Text for analysis:
§

Hamilton County Board of Education attorneys have agreed to negotiate a potential settlement with one of the two Ooltewah High School 2015 rape victims. At the same time, as a rescheduled December trial date approaches, they intend to keep fighting the victims' claims that the school system showed deliberate indifference to the culture of hazing and bullying that led to their injuries.
About 30 minutes before a scheduled hearing Tuesday in Chattanooga's U.S. District Court, school board attorneys filed a motion asking Judge Harry "Sandy" Mattice to give them permission to appeal his 62-page ruling from earlier this month that essentially allowed the victims to bring two of their arguments to trial. Mattice said he planned to use Tuesday's hearing, among other things, to discuss possible settlement talks.
In their motion, board attorneys renewed an argument they've regularly made since 2016, when victims "Roe" and "Doe" filed lawsuits against the board in connection with the Gatlinburg, Tennessee, trip that left one student in need of emergency surgery: Did the board have "actual knowledge" of the alleged hazing and bullying that happened before the December 2015 team tournament?

§

Data extracts:
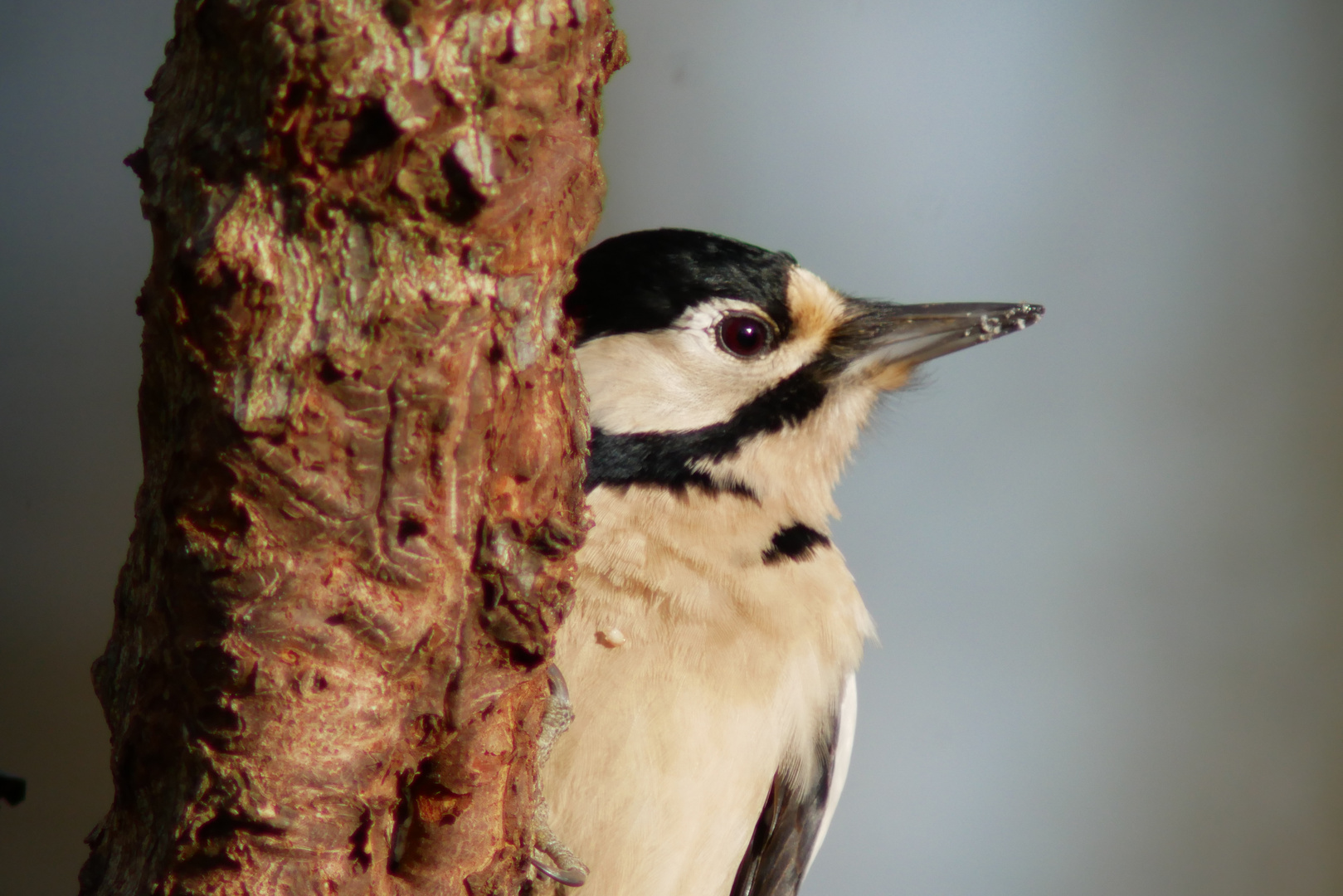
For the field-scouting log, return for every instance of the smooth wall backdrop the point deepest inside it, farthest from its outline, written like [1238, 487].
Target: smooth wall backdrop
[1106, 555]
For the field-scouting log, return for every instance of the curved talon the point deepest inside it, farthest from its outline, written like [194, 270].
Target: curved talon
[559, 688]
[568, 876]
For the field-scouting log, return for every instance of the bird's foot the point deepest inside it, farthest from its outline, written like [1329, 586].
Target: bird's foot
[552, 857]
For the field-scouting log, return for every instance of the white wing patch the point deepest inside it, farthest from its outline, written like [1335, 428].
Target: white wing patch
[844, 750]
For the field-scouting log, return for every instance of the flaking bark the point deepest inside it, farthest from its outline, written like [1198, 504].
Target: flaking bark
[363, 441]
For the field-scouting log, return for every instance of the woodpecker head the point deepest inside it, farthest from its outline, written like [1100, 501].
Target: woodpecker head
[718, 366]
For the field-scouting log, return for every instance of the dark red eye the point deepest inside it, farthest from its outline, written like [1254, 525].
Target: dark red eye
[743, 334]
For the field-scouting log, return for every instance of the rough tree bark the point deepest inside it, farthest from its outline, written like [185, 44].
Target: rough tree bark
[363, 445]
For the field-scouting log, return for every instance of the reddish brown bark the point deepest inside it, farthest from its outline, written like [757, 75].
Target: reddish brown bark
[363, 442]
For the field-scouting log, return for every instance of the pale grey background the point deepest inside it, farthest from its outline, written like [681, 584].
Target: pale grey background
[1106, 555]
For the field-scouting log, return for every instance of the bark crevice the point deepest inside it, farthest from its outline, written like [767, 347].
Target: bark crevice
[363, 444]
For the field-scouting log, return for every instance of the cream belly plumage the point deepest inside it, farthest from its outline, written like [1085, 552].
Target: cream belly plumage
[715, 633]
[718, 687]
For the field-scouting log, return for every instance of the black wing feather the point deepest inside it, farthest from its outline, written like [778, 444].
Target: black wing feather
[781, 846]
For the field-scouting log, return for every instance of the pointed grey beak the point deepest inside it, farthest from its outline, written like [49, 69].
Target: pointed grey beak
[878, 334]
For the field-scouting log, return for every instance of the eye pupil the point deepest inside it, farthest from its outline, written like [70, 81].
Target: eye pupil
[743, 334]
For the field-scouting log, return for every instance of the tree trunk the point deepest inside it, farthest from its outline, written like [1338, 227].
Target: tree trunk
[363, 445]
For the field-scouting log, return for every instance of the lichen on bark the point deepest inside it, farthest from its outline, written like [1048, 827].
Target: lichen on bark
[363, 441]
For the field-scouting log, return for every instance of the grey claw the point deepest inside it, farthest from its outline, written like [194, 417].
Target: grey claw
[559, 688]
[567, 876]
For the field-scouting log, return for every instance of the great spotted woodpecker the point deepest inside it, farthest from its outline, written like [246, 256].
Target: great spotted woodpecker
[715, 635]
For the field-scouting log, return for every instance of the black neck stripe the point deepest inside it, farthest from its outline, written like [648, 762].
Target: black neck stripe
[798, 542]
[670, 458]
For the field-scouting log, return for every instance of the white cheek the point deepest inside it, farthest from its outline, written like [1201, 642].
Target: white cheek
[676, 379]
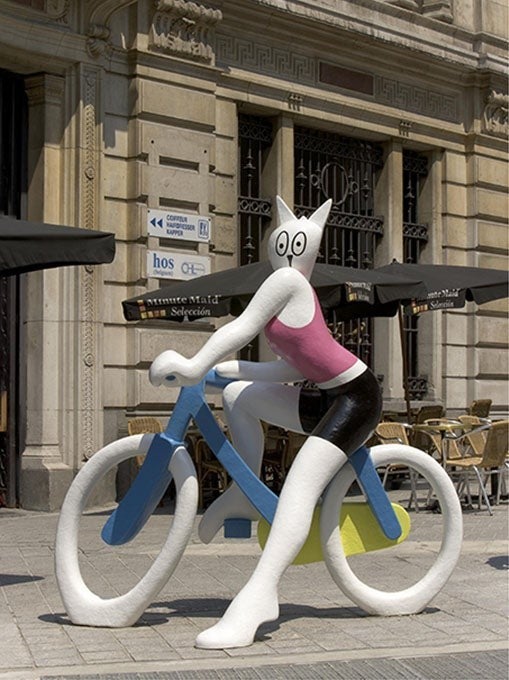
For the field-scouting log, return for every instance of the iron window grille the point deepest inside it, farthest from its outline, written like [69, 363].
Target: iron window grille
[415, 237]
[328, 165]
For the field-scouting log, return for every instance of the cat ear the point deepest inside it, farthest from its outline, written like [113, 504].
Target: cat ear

§

Problems and tasks:
[A] List every county, state, city or community named in the text about the Ooltewah High School lawsuit, including names that appear inside the names of organizations or schools.
[B] Summarize the text about the Ooltewah High School lawsuit in two sentences.
Rely only on the text about the Ooltewah High School lawsuit.

Task responses:
[A] Hamilton County, Ooltewah, Chattanooga, Gatlinburg, Tennessee

[B] Attorneys for the Hamilton County Board of Education have agreed to negotiate a possible settlement with one of the two Ooltewah High School 2015 rape victims, while still contesting the victims' claims of deliberate indifference to hazing and bullying before a rescheduled December trial. Shortly before a Tuesday hearing in U.S. District Court in Chattanooga, they asked Judge Harry "Sandy" Mattice for permission to appeal his ruling letting two of the victims' arguments go to trial, renewing their argument about whether the board had "actual knowledge" of the alleged hazing and bullying.